* [SOURCE DOCUMENT]:
■ ■ ■ ■ ■
This all eventually lead to the Infinite Crisis – part 20th anniversary celebration of the Crisis of Infinite Earths, part second attempt to sort the whole bloody mess out. This directly lead to 52, a weekly series that ran for a year between May 2006 and May 2007 in which it was revealed that the second crisis had lead to a return of the multiverse – or rather a multiverse of 52 parallel universes. Conveniently this allowed DC to incorporate a number of their other superhero universes into “official” canon. And so, the Wildstorm universe is now part of it (glossing over the fact they have been running crossovers between Wildstorm and DC for over a decade now), the various Elseworlds series each have their own world and even old properties such as the Charlton and Fawcett now have their own worlds back. Even the animated series now gets its own “official” universe.

The problem is, no sooner have they revealed this, but they’ve started on a mission to blow this multi-verse up too. Immediately following 52 was another weekly series called Countdown. Already at least one world has been destroyed, and no doubt more are to follow in the now scheduled Final Crisis which writer Grant Morrison apparently describes as “The Lord of the Rings of the DCU”.

We shall see, and with Morrison at the helm I shall certainly be getting it. But the last four years has required a lot of forbearance. I didn’t bother with Infinite Crisis and by all accounts I was wise not to. 52 was good, Countdown has been distinctly average and the seemingly endless Countdown spin-offs have been worse than that. The whole thing has apparently been a hit but I’m left wondering who with?

There are two types of comics I read: things that I actually like, which tends to include 2000AD and pretty much anything penned by Joss Whedon, and stuff I buy out of habit. I’ve been buying far too much of the latter of late. And while DC have been pretty bad here, Marvel are just as bad offenders with their Civil War and Zombie-everything. I’ve already been sucked in but in what way is this accessible to new readers? They appear to have got caught in the same rut that Doctor Who got caught in in the 80s – fans writing for fans, keeping the community blissfully happy but not catering for anybody new.
■ ■ ■ ■ ■
* [DATA ENTRIES]:
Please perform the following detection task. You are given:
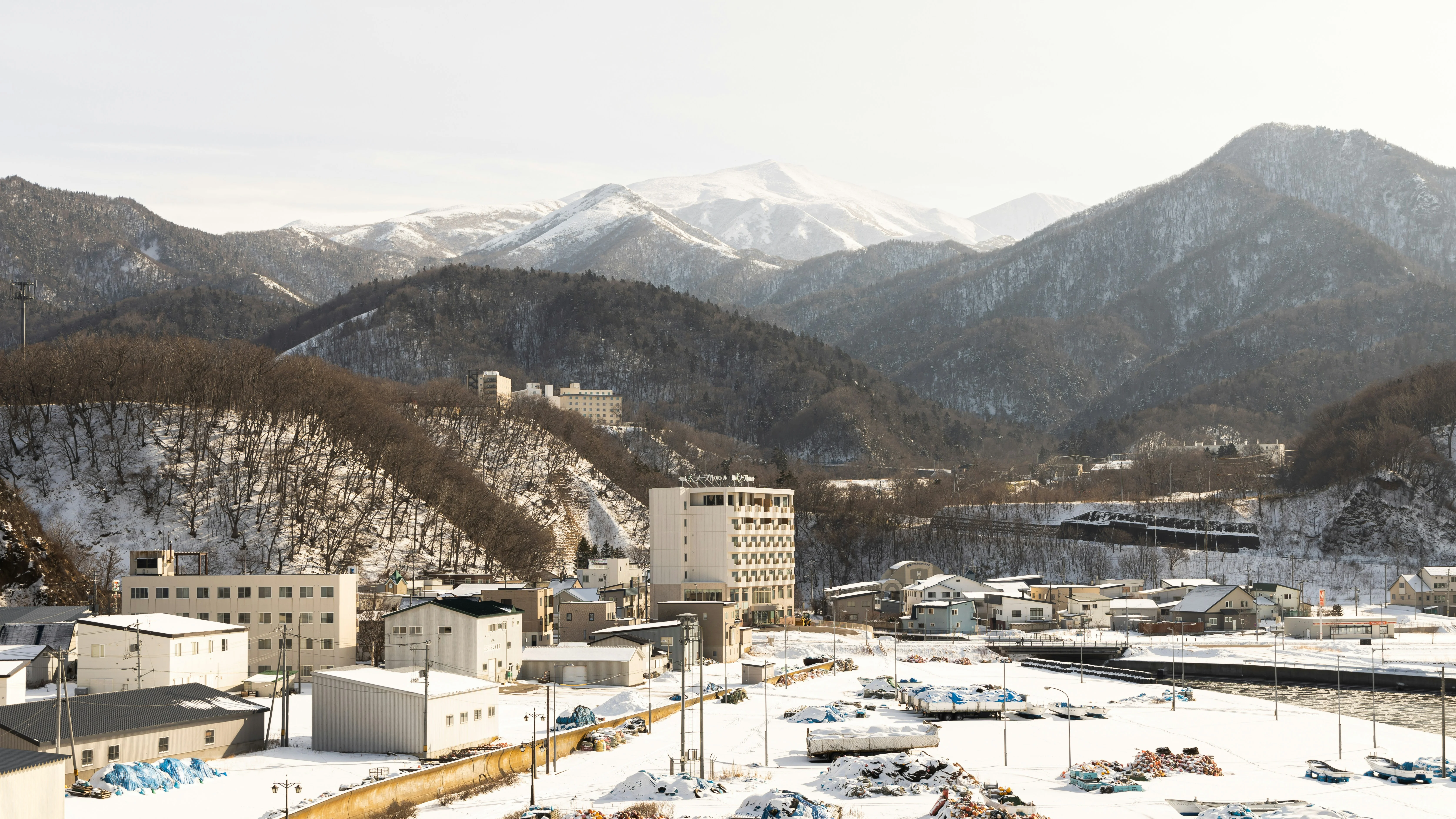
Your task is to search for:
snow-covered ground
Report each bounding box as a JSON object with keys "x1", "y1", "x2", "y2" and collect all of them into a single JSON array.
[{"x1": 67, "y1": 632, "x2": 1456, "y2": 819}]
■ ■ ■ ■ ■
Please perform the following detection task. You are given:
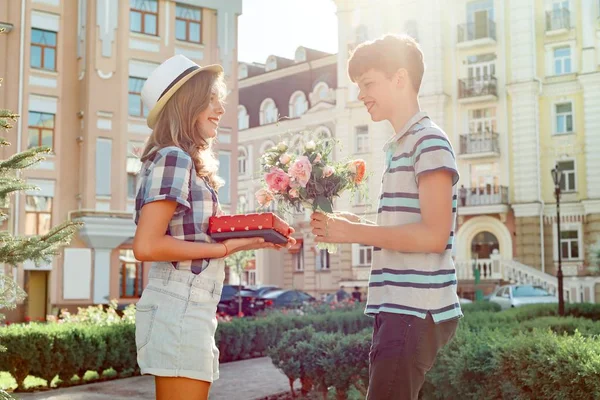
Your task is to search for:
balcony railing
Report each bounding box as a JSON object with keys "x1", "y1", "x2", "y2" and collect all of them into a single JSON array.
■ ■ ■ ■ ■
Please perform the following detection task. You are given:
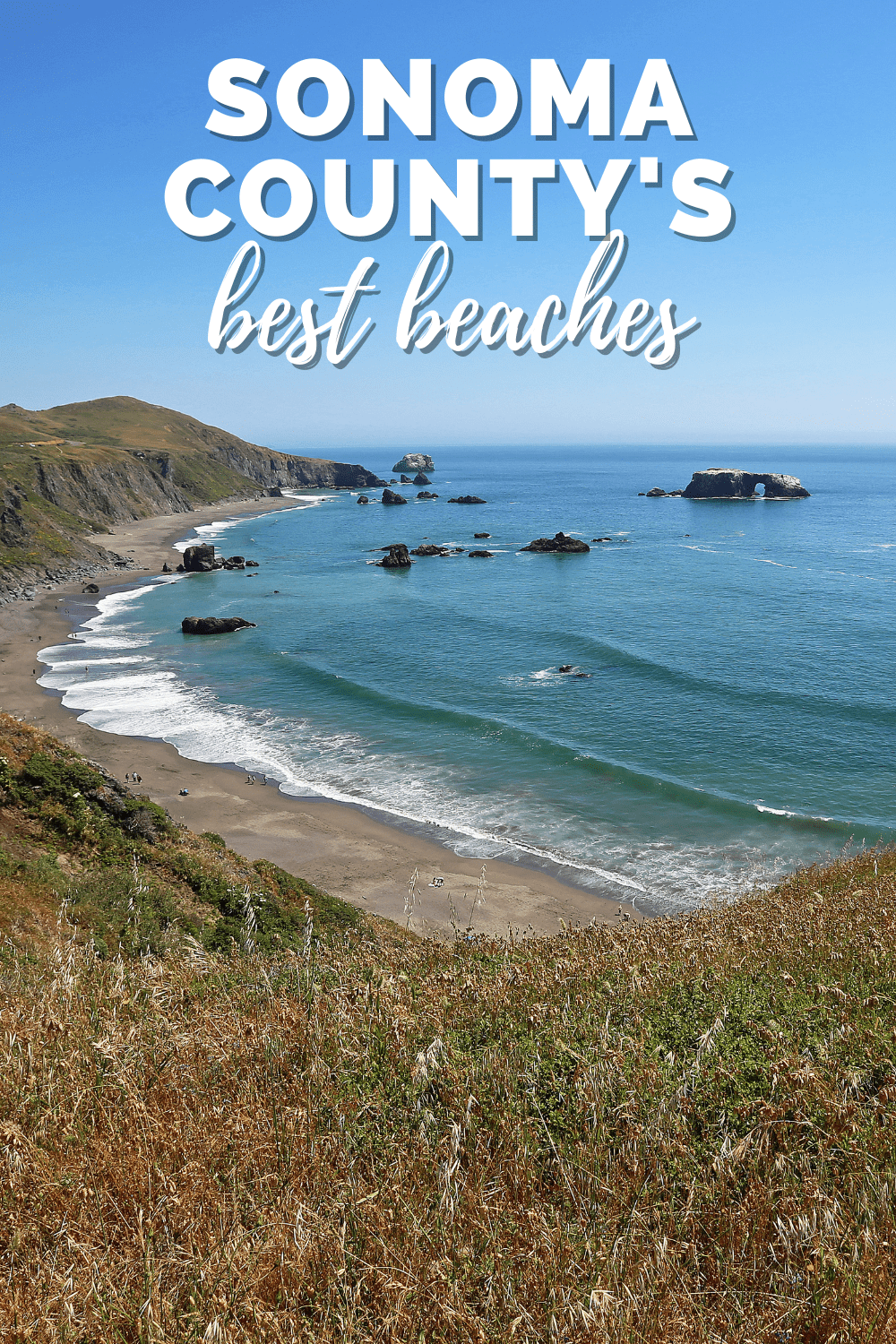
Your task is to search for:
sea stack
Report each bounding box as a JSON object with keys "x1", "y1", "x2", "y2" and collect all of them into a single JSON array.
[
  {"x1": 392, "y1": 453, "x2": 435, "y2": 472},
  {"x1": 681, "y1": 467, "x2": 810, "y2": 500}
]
■ ■ ■ ■ ■
* [TASK DESCRIPTION]:
From the comics text above the records, write out word for word the passage starting at "There are two" and ending at "for anybody new.".

* [ANSWER TO THE TASK]:
There are two types of comics I read: things that I actually like, which tends to include 2000AD and pretty much anything penned by Joss Whedon, and stuff I buy out of habit. I’ve been buying far too much of the latter of late. And while DC have been pretty bad here, Marvel are just as bad offenders with their Civil War and Zombie-everything. I’ve already been sucked in but in what way is this accessible to new readers? They appear to have got caught in the same rut that Doctor Who got caught in in the 80s – fans writing for fans, keeping the community blissfully happy but not catering for anybody new.